Ann Kring, Professor

Closed (1) Motivation and Emotional Expression in Schizophrenia

Closed. This professor is continuing with Spring 2018 apprentices on this project; no new apprentices needed for Fall 2018.

Negative symptoms of schizophrenia, such as social withdrawal, diminished emotional expressivity, and deficits in motivation, can have devastating effects on social and occupational functioning. To better understand the nature of negative symptoms, the following projects explore how people with schizophrenia 1) describe their social relationships and 2) regulate their emotional experience and expression.

We will be working on two different projects together.

Utilizing responses to clinical interviews that assess for motivation, pleasure, and emotion expression, we intend to study how people with schizophrenia communicate about their social lives. Research assistants will assist in the implementation of a coding system of interview responses.

Though emotional expressivity deficits in schizophrenia have been well established, relatively little is known about how people with schizophrenia increase and decrease their experience and expression of emotion to meet contextual demands. Before we can tackle this issue, we first need to better understand how people without schizophrenia do this. The current study will explore the role of situational factors in the regulation of emotion in college students. Research assistants will be responsible for assisting in study design, data collection, and data management.

Research assistants will also participate in weekly meetings to discuss relevant background readings in the domains of emotion regulation and motivation. Other duties may include document preparation, data entry, data analysis, and literature reviews. Through participation in the described projects, research assistants will become familiar with the clinical research process and learn more about social and emotional processes in people with and without schizophrenia.

Day-to-day supervisor for this project: Lauren Weittenhiller, Graduate Student

Qualifications: We are seeking motivated students with an interest in psychology, and availability with class schedules to accommodate session scheduling throughout the week. Punctuality, professionalism, and a careful and conscientious demeanor are imperative. Strong interpersonal skills and a comfort with interacting with research participants is required.

Actions to take |
1. Rewrite the project description from "Closed. This professor" up to and including "experience and expression.", changing "social withdrawal" to "social isolation".
2. Answer these questions from the project description:
(a) Who is the day-to-day supervisor for the project?
(b) In what group will the current study explore the role of situational factors in emotion regulation?
(c) How often will research assistants meet to discuss background readings?

Collection entries:
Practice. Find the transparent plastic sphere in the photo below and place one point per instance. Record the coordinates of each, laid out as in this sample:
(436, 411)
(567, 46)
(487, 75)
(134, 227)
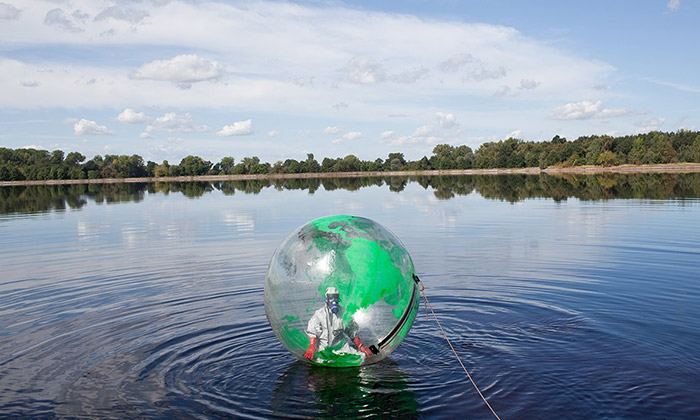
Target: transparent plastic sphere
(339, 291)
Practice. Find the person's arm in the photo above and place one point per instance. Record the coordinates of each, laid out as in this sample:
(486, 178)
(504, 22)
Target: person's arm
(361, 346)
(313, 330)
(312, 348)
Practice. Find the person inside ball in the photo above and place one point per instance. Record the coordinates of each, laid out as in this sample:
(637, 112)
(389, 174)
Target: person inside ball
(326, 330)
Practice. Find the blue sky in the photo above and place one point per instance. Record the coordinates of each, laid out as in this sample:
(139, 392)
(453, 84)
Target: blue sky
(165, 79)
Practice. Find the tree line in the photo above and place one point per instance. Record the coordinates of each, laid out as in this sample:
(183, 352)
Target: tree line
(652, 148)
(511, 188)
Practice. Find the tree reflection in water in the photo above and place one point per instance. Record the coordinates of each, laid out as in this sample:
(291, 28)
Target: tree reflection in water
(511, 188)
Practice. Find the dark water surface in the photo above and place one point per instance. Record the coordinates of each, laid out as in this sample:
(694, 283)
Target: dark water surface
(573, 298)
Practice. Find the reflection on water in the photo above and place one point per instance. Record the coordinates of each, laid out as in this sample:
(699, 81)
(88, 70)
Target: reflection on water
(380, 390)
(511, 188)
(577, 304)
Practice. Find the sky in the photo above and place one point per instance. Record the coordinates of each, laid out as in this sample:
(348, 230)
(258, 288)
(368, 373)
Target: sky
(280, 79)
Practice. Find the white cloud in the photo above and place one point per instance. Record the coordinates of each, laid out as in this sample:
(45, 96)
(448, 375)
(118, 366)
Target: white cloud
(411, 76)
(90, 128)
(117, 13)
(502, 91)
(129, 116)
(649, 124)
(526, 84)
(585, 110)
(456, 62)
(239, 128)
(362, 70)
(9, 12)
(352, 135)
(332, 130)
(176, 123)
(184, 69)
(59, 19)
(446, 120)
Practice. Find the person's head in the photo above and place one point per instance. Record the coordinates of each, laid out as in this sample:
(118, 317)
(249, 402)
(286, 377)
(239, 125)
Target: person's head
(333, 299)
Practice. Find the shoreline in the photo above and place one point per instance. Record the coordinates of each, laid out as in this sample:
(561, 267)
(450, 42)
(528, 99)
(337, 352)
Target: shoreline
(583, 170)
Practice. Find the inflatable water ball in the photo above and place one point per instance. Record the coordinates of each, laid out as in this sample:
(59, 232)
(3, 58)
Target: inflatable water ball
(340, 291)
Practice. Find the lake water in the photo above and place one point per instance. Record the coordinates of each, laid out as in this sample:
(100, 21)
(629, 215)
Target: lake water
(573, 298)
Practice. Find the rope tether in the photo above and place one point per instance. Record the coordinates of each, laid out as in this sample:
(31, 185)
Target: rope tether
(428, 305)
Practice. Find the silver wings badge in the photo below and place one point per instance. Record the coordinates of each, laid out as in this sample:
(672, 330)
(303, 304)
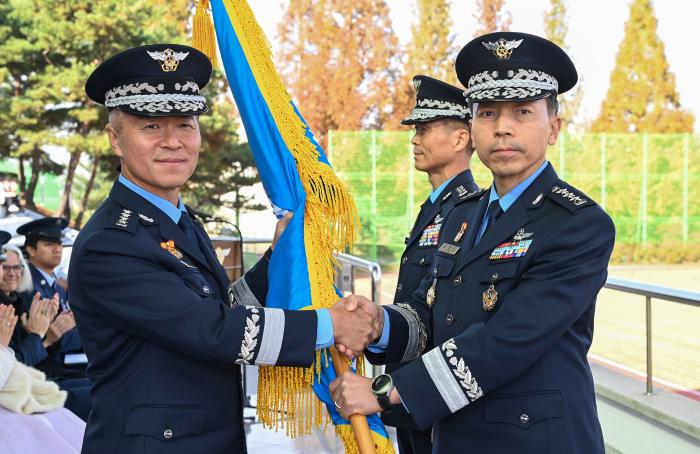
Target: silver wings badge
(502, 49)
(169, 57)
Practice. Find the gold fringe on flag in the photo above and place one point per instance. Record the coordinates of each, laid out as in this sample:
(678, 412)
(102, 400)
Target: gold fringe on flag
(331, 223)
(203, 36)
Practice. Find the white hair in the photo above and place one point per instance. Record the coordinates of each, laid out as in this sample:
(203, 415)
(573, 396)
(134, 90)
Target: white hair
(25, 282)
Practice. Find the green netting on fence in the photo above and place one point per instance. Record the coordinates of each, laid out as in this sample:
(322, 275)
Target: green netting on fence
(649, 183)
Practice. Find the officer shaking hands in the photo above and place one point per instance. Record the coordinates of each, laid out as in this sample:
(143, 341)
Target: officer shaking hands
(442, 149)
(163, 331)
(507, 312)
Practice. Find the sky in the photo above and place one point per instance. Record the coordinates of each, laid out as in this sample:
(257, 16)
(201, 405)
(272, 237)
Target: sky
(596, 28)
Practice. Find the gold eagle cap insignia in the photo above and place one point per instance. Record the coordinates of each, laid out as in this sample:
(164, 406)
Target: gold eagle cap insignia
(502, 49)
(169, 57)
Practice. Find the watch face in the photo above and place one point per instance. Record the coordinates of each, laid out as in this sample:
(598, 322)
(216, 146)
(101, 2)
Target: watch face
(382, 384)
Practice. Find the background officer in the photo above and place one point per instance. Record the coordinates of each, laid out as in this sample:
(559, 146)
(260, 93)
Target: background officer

Completed exercise |
1.
Closed. This professor is continuing with Spring 2018 apprentices on this project; no new apprentices needed for Fall 2018.

Negative symptoms of schizophrenia, such as social isolation, diminished emotional expressivity, and deficits in motivation, can have devastating effects on social and occupational functioning. To better understand the nature of negative symptoms, the following projects explore how people with schizophrenia 1) describe their social relationships and 2) regulate their emotional experience and expression.

2.
(a) Lauren Weittenhiller, Graduate Student
(b) College students
(c) Weekly